== Data extract ==

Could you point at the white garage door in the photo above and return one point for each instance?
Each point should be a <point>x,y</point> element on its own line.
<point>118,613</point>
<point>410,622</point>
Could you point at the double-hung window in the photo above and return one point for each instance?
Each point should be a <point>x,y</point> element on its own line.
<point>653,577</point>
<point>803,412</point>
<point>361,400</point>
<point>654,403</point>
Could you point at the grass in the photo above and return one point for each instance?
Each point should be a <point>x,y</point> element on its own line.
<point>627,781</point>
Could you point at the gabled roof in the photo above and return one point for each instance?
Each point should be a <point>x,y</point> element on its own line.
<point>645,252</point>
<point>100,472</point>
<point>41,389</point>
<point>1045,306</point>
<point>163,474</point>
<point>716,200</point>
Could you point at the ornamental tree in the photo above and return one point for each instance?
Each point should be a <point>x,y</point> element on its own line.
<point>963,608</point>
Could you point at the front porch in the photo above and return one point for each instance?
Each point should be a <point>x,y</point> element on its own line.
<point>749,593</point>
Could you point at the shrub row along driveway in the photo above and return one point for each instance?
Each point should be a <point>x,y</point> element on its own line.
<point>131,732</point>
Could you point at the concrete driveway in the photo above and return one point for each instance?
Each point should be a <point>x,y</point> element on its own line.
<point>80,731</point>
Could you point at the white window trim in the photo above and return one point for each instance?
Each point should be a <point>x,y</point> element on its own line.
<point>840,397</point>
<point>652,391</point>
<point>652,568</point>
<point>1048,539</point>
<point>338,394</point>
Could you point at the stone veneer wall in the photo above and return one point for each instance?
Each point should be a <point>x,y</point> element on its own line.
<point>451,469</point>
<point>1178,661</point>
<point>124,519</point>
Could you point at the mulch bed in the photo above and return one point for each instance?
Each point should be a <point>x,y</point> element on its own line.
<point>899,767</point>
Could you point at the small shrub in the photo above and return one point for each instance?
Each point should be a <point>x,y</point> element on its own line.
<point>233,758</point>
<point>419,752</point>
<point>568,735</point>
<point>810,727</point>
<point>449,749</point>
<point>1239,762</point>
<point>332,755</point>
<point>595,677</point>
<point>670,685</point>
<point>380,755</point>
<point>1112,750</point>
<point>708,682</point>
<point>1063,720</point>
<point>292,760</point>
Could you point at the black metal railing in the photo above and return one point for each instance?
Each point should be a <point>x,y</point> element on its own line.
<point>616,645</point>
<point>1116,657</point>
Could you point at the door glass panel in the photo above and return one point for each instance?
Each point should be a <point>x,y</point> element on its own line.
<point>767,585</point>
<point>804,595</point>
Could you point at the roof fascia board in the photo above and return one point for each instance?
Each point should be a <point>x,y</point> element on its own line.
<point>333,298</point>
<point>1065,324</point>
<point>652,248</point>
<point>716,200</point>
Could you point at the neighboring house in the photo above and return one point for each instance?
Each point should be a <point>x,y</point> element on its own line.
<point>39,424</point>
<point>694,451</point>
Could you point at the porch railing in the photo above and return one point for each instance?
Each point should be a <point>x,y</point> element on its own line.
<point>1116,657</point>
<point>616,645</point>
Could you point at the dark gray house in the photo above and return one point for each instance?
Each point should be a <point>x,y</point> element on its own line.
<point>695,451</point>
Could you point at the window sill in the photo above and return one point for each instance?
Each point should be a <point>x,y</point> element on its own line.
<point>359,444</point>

===

* _Problem details_: Every record, from top to bottom, must be transcribed exactly.

* _Task answer_:
Could you point at the white garage door in the photo above and return one point for each instance?
Each point should be a <point>x,y</point> element on its own line.
<point>118,613</point>
<point>410,622</point>
Could you point at the double-hung window in the photo above and return one point for each instance?
Each point should be a <point>x,y</point> element on its own line.
<point>653,577</point>
<point>803,412</point>
<point>361,400</point>
<point>654,403</point>
Could you point at the grass in the photo above and return one point for each instance?
Each point should be a <point>x,y</point> element on its own line.
<point>627,781</point>
Could you point at the gabled roof in the photo above and return one point for each instance?
Each point should be a <point>x,y</point> element on its own line.
<point>645,252</point>
<point>100,472</point>
<point>41,389</point>
<point>1045,306</point>
<point>163,474</point>
<point>716,200</point>
Could you point at the ornamental tree in the photo above and return one point for each instance?
Each point should be a <point>x,y</point> element on its own line.
<point>963,608</point>
Could you point at the front porch in the photo above and return one point for each instance?
Each point should be a <point>x,y</point> element on its own line.
<point>749,593</point>
Could you point at the shrub row along driveway in the photo above and return one point for each instance?
Each point should be a <point>x,y</point> element on its own line.
<point>131,732</point>
Could you point at the concrete driveway in the photo above and return one point for each instance?
Each point should be a <point>x,y</point> element on its own line.
<point>80,731</point>
Could you point at the white window trim in the photo above and return one point for each instance?
Each point should be a <point>x,y</point> element on its own line.
<point>840,397</point>
<point>652,391</point>
<point>652,568</point>
<point>1048,539</point>
<point>338,394</point>
Could you point at the stone veneer wall in the photo above and return one point for each instance?
Each point should be a <point>x,y</point> element on its own line.
<point>451,469</point>
<point>1178,661</point>
<point>124,519</point>
Could you point at the mulch bed in the photo above and return one point for each instance?
Each point should be a <point>x,y</point> element on its own line.
<point>899,767</point>
Could you point at the small shrub in the photo above and return one point for each instance?
Each point should be a <point>x,y</point> element on its own line.
<point>233,758</point>
<point>419,752</point>
<point>568,735</point>
<point>810,727</point>
<point>449,749</point>
<point>1239,762</point>
<point>332,755</point>
<point>595,677</point>
<point>670,685</point>
<point>380,755</point>
<point>1112,750</point>
<point>708,682</point>
<point>1063,720</point>
<point>292,760</point>
Could you point at the black metal railing in the photo above and return one point for each instance?
Each point should be a <point>x,y</point> element on its own line.
<point>616,645</point>
<point>1116,657</point>
Could you point at the door glass panel in the photo above and return one point for each instance?
Each point should be a <point>x,y</point> element on its own line.
<point>767,585</point>
<point>804,595</point>
Could you point at the roof fascia board in the photo above and return one point for each instance?
Each point should be a <point>x,y</point> element on its own line.
<point>333,298</point>
<point>1065,324</point>
<point>652,248</point>
<point>716,200</point>
Could you point at the neighboring house in the photo above and return one point for each instance?
Each point should be a <point>x,y</point> element on its own line.
<point>39,424</point>
<point>694,451</point>
Could you point at the porch railing in the photo above and return one point for each instance?
Each point should be a <point>x,y</point> element on its own line.
<point>1116,657</point>
<point>616,645</point>
Could you point at the dark gray house in the photo above and return one point for each instance?
Each point should be a <point>x,y</point> element on its own line.
<point>695,451</point>
Could you point at the window sill in the photo above and return one point for each instance?
Each point should be a <point>x,y</point> element on its own line.
<point>359,444</point>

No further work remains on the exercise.